:: DATA RECORDS ::
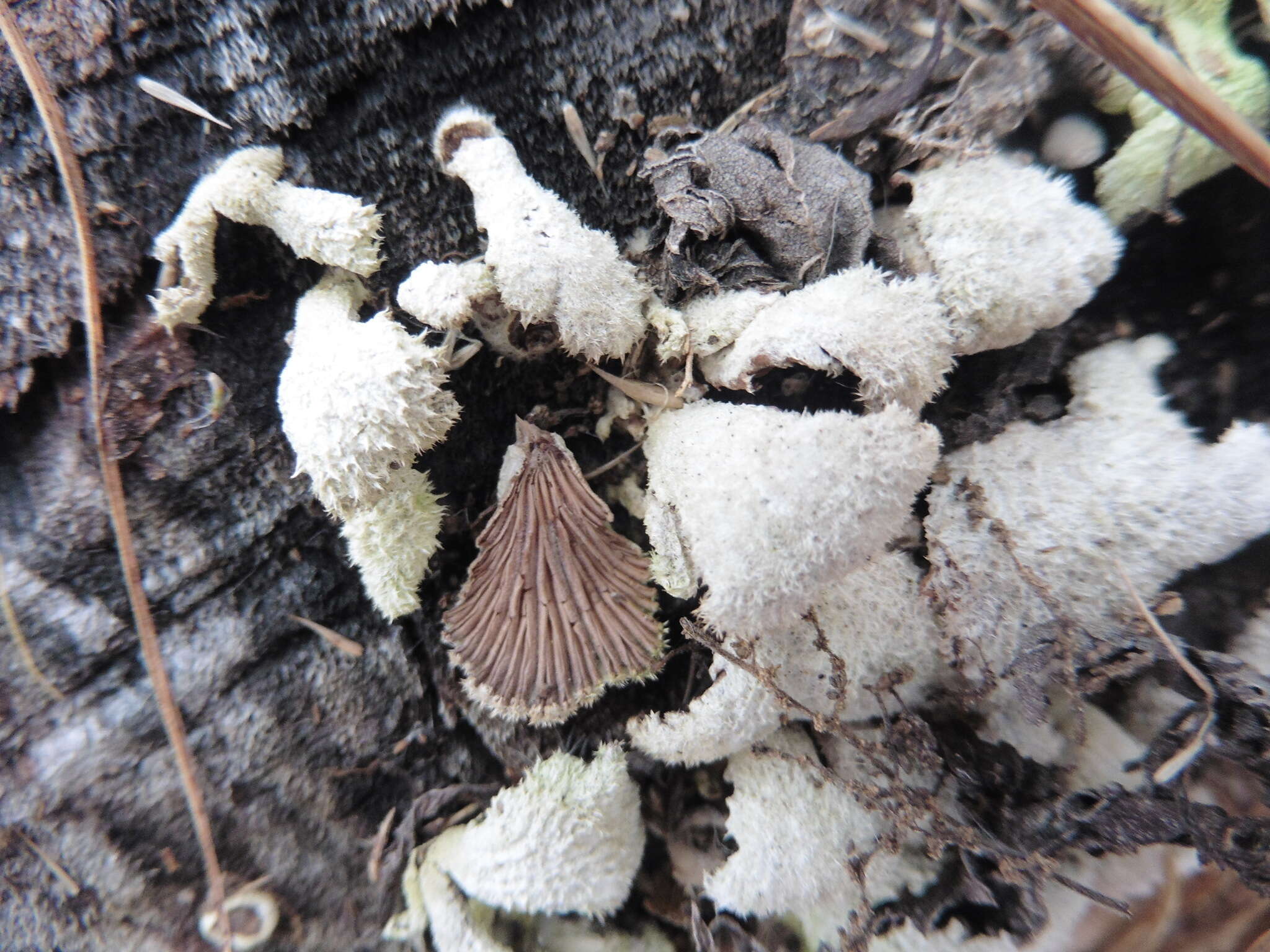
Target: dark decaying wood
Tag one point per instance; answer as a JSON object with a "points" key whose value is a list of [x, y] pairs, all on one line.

---

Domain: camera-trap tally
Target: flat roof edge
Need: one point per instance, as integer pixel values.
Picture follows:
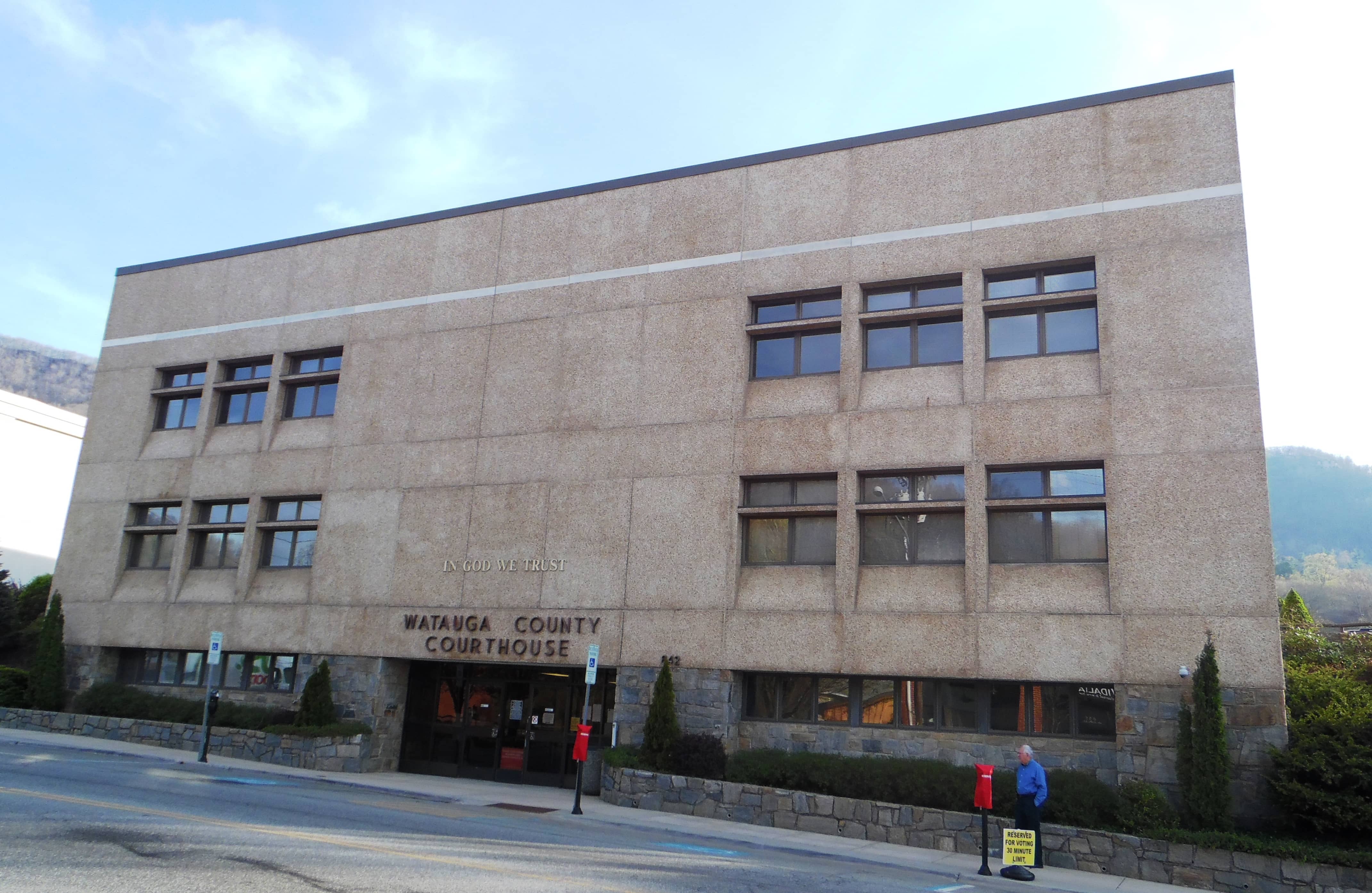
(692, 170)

:: PROBLEM ::
Lines holding "point" are the ones to copy; find all of them in the listing.

:: COMPLETED EXERCISE ::
Tag one point per instance; answer as a JSON object with a "points" key whose value is a list of [x, y] pairs, all on one line.
Need: one point per instance, as integer pixel values.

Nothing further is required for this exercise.